**What needs to be done**
Rewrite the listing below with every "whisky bottle" replaced by "liquor bottle" and all else unchanged. Leave out the pictures.

**Records**
>>>
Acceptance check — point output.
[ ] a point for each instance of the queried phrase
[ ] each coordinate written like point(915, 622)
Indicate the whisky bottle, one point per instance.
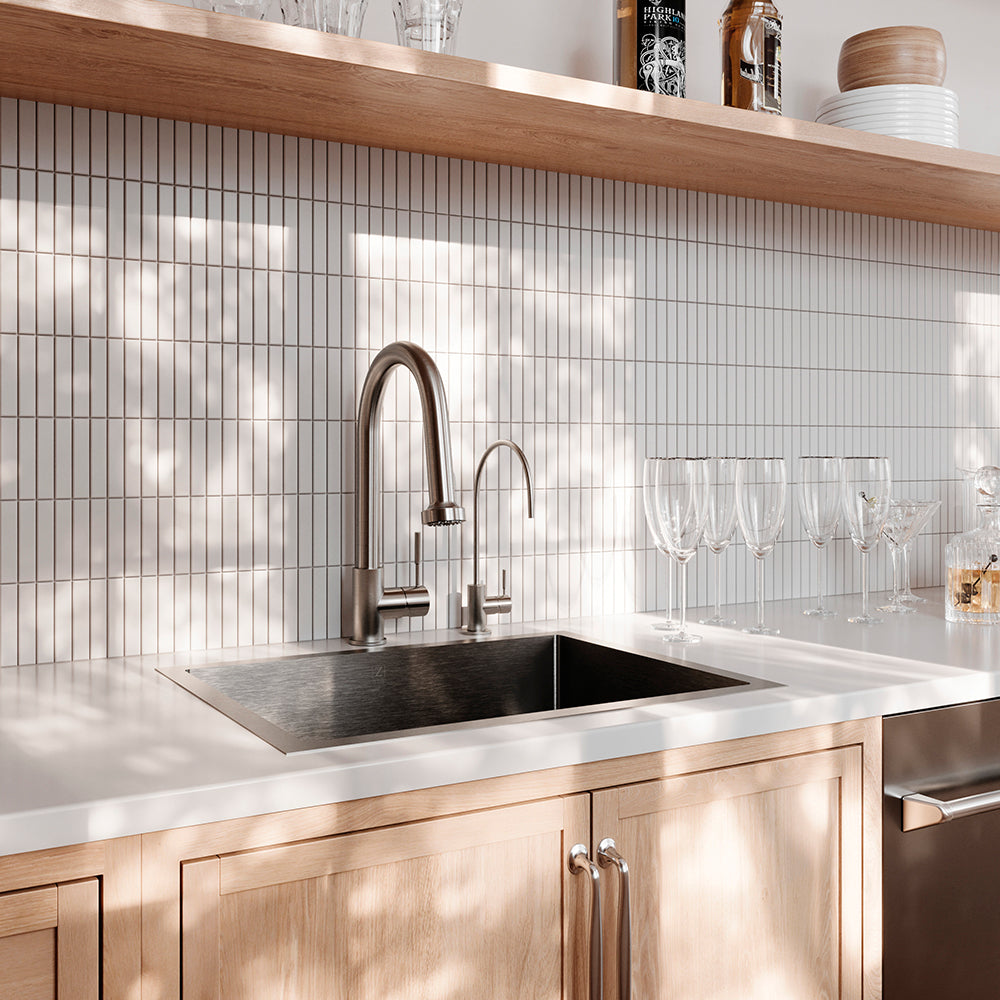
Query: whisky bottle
point(650, 49)
point(751, 56)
<<<
**Response for this exercise**
Acceptance check — point output.
[ ] a point for each instance of the queried phrase
[ ] each coordinate written like point(915, 622)
Indicate the liquor bottle, one point per instance.
Query: liquor bottle
point(650, 49)
point(751, 56)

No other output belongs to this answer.